Passage for review:
· · · ·

After downloading the app, participants are free to follow ZeroPhobia at their own pace and in their own time. Weekly emails are sent to remind and encourage participants to continue using ZeroPhobia during the six weeks (regardless of how much or how little a participant has been using the app). Participants can repeat modules if they wish to. In the final module, participants will be encouraged to engage in real world exposures and, for instance, search for spiders outside or around their house. After six weeks, participants belonging to both conditions will receive a post-test questionnaire to fill in.
Once post-test questionnaires are complete, participants in the treatment condition are informed that they are free to continue using the ZeroPhobia app if they want to and that they will be contacted again after three and 12 months for follow-up assessments. Participants in the waitlist condition will gain access to the ZeroPhobia app and are invited to start. Similar to the treatment condition, they will also receive weekly reminders. After six weeks, participants in the waitlist condition are asked to complete one final questionnaire consisting of only the primary outcome measure.
Intervention
ZeroPhobia: Arachnophobia is an automated self-guided app-based smartphone intervention for spider phobia, which is based on Cognitive Behavioral Therapy (CBT) protocols (e.g., [30–32]). It consists of six modules (see Table 1) that can be followed at the user’s own pace. An animated and scripted virtual therapist provides educational and usage information. Each module takes between five to twenty minutes to complete, depending on how fast the user would like to progress. CBT content is provided via the virtual therapist using simple, 2D animations and voiceovers.
Module 1 provides psychoeducation including a description of what arachnophobia is and facts about spiders, such as how they behave and how harmless most of them actually are. Additionally, participants are introduced to a fictional ZeroPhobia user named Anna who shares her experiences and how she overcame her phobia.
Module 2 teaches participants about the anxiety curve and how to set realistic goals related to overcoming their fear, such as “I can work in the garden” or “I can go to the attic to take things I need”.
Module 3 explains how to effectively and safely use the ARET. Importantly, after completing this module, the first AR level unlocks. The AR levels are independent from the modules. Users are instructed to sit at a table. During these AR exposures, users can choose from several options. They are first able to choose a type of spider. The list of AR spiders is presorted in order of what the researchers and a panel of test-users considered least scary to scariest. The options are (in ascending order of scariness): Daddy Longlegs, Cross Spider, Wolf Spider, Barn Funnel Waver, and Tarantula. Additionally, participants will be able to select a challenge level. Level 1 contains a single spider that only moves if the user taps on the screen to indicate the spider to come closer. Directly after finishing an AR level, participants are prompted to rate their anxiety (‘How high was your fear at its highest during this level?’) and disgust (‘How much disgust did you experience during this level?’) on a scale from 1 to 10. To unlock the next level, participants must rate the peak of their fear ≤ 3. If they rate above a three, the app will prompt them to try the level again.

· · · ·

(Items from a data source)
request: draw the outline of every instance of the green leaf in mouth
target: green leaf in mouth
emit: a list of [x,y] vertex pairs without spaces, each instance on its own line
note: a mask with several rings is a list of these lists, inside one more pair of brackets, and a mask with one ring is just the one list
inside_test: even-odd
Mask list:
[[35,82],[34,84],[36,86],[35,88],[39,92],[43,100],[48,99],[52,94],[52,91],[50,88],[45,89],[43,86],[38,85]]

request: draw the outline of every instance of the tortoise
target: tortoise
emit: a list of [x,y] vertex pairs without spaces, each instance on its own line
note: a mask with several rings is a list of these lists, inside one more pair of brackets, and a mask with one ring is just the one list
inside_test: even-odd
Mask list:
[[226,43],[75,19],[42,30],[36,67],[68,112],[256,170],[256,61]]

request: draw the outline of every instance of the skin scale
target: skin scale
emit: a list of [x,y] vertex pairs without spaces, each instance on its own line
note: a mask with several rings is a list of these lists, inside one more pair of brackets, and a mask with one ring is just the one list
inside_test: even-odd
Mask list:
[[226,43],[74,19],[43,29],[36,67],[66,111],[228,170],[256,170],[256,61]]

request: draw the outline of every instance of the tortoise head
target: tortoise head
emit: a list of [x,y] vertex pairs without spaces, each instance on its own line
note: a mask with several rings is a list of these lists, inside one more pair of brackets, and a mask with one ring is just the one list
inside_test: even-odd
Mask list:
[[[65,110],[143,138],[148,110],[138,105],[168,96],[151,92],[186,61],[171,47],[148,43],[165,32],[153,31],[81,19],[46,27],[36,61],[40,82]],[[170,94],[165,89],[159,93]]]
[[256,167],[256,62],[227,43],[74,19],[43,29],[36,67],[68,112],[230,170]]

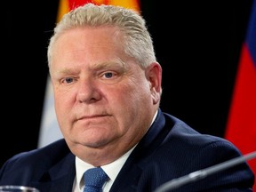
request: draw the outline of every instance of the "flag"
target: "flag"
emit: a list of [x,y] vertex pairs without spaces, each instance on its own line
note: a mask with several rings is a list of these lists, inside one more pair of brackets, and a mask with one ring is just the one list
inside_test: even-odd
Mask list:
[[[256,0],[241,48],[225,138],[244,155],[256,150]],[[248,164],[256,175],[256,160]]]
[[[61,17],[72,9],[87,3],[95,4],[113,4],[131,8],[136,11],[140,10],[140,0],[60,0],[59,10],[57,14],[57,22]],[[41,126],[38,137],[38,148],[42,148],[58,139],[62,138],[62,134],[59,129],[57,118],[54,110],[53,92],[51,84],[50,77],[46,82],[46,91],[44,96],[44,103],[43,106],[43,113],[41,119]]]

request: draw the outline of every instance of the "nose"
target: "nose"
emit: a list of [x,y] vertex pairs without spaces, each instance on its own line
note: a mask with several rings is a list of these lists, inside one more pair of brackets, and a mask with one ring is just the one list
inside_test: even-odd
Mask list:
[[79,80],[76,100],[78,102],[93,103],[101,98],[99,85],[90,79]]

· · · ·

What you need to do:
From the passage on the ZeroPhobia app, list every type of spider that users can choose during the AR exposures.

Reply to the task:
Daddy Longlegs, Cross Spider, Wolf Spider, Barn Funnel Waver, Tarantula